● THE PROBLEM: Nothing in the data may be changed; retype all of it.

● DATA SHOWN:

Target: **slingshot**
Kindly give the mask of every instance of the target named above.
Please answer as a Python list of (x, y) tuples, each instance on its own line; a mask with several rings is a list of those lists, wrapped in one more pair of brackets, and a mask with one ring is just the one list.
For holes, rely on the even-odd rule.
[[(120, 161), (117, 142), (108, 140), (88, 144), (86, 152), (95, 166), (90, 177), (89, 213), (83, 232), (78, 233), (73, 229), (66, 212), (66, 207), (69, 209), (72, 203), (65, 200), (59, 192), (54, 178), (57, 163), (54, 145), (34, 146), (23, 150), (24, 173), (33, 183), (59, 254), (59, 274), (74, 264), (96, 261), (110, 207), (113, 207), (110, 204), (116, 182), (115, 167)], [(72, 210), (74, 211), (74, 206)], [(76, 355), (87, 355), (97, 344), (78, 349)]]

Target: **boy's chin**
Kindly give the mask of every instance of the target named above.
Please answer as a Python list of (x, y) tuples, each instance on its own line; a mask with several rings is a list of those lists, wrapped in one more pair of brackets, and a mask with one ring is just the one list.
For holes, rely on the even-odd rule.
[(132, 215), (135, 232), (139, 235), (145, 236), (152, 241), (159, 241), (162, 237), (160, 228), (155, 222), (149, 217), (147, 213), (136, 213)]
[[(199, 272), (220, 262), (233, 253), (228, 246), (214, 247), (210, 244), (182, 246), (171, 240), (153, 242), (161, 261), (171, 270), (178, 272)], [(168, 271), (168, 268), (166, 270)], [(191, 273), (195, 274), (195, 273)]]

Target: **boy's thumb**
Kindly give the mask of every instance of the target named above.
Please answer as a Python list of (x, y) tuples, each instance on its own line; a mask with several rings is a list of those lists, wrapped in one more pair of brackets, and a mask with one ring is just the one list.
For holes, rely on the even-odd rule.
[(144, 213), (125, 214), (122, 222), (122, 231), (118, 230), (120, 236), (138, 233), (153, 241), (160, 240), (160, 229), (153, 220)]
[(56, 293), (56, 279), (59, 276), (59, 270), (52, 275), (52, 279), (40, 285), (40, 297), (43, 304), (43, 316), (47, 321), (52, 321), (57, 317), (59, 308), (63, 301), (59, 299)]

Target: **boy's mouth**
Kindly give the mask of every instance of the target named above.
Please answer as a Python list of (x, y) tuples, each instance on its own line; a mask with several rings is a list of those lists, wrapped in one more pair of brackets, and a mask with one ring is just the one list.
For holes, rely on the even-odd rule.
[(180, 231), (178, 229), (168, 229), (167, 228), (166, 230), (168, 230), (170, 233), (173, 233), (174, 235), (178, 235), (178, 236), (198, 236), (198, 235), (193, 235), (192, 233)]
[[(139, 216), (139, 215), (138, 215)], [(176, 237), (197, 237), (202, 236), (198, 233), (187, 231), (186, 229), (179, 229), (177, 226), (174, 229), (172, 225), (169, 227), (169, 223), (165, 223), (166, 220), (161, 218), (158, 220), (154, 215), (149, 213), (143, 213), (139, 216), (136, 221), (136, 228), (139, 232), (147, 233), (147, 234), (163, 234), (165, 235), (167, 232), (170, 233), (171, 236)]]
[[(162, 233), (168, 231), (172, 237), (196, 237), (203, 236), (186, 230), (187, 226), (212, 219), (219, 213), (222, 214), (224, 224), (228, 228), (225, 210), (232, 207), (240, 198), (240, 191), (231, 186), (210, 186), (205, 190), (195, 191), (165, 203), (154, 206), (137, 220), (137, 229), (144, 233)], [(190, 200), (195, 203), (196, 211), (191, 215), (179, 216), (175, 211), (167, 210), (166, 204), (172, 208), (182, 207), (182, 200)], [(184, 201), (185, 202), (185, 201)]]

● ANSWER SPACE:
Target: **slingshot**
Kindly give the mask of every instance of the target named above.
Please answer as a Python list of (x, y) tuples, each instance on its own line; a mask with several rings is a list of those lists, wrapped in one more pair of brackets, and a mask with one ring is just the one list.
For holes, rely on the even-odd rule.
[[(120, 161), (117, 142), (108, 140), (88, 144), (86, 152), (95, 166), (90, 177), (89, 213), (83, 232), (78, 233), (73, 229), (66, 212), (66, 207), (69, 209), (72, 203), (65, 200), (59, 192), (54, 178), (57, 163), (54, 145), (34, 146), (23, 150), (24, 173), (33, 183), (59, 254), (59, 274), (74, 264), (96, 261), (110, 207), (113, 207), (110, 204), (116, 182), (115, 167)], [(72, 210), (74, 211), (74, 206)], [(76, 355), (87, 355), (97, 344), (78, 349)]]

Target: **boy's chin**
Kindly give the mask of every instance of the target named above.
Please answer as a Python list of (x, y) tuples, each instance on its own line; a mask with several rings is a list of those lists, wrapped in one more pair of brackets, and a mask with one ring is just the one list.
For holes, rely on the even-odd rule.
[(132, 215), (135, 232), (139, 235), (145, 236), (152, 241), (159, 241), (162, 237), (160, 228), (155, 222), (149, 217), (147, 213), (136, 213)]
[[(199, 272), (220, 262), (233, 253), (228, 246), (214, 247), (210, 244), (182, 246), (171, 240), (153, 242), (161, 261), (171, 270), (178, 272)], [(168, 271), (168, 268), (166, 270)], [(191, 273), (195, 274), (195, 273)]]

Target: **boy's thumb**
Kindly give the mask of every instance of the target named above.
Please answer as a Python list of (x, y) tuples, each instance on its own line; a mask with several rings is a list of those lists, wrapped in one more pair of brackets, and a mask with one ring is just the one list.
For holes, rely on the even-odd rule.
[(144, 213), (125, 214), (122, 222), (122, 231), (118, 230), (120, 236), (138, 233), (153, 241), (160, 240), (160, 229), (153, 220)]
[(56, 293), (56, 279), (59, 276), (59, 270), (52, 275), (52, 279), (40, 285), (40, 297), (43, 304), (43, 316), (47, 321), (52, 321), (57, 317), (59, 308), (63, 301), (59, 299)]

Target: **boy's mouth**
Kindly give the mask of every instance of the target named above.
Please answer as a Python list of (x, y) tuples, each instance on its own line; a mask with several rings is a list of those lists, wrapped in one more pair of brackets, and a mask with one ring is just the one list.
For holes, rely on the even-odd rule.
[(180, 231), (178, 229), (168, 229), (167, 228), (166, 230), (168, 230), (170, 233), (173, 233), (174, 235), (178, 235), (178, 236), (198, 236), (198, 235), (193, 235), (192, 233)]
[[(139, 216), (139, 215), (138, 215)], [(176, 237), (197, 237), (202, 236), (198, 233), (187, 231), (186, 229), (179, 229), (177, 226), (174, 229), (172, 225), (169, 227), (169, 223), (165, 223), (166, 220), (161, 218), (158, 220), (154, 215), (149, 213), (143, 213), (139, 216), (136, 221), (136, 228), (139, 232), (147, 233), (147, 234), (163, 234), (165, 235), (167, 232), (170, 233), (171, 236)]]
[[(162, 233), (168, 231), (172, 237), (196, 237), (203, 236), (186, 230), (187, 226), (212, 219), (219, 213), (222, 214), (224, 224), (228, 228), (225, 210), (232, 207), (240, 198), (240, 191), (231, 186), (210, 186), (205, 190), (195, 191), (165, 203), (154, 206), (137, 220), (137, 229), (144, 233)], [(190, 200), (195, 203), (196, 211), (191, 215), (179, 216), (175, 211), (167, 210), (166, 204), (172, 208), (182, 207), (182, 200)], [(184, 201), (185, 202), (185, 201)]]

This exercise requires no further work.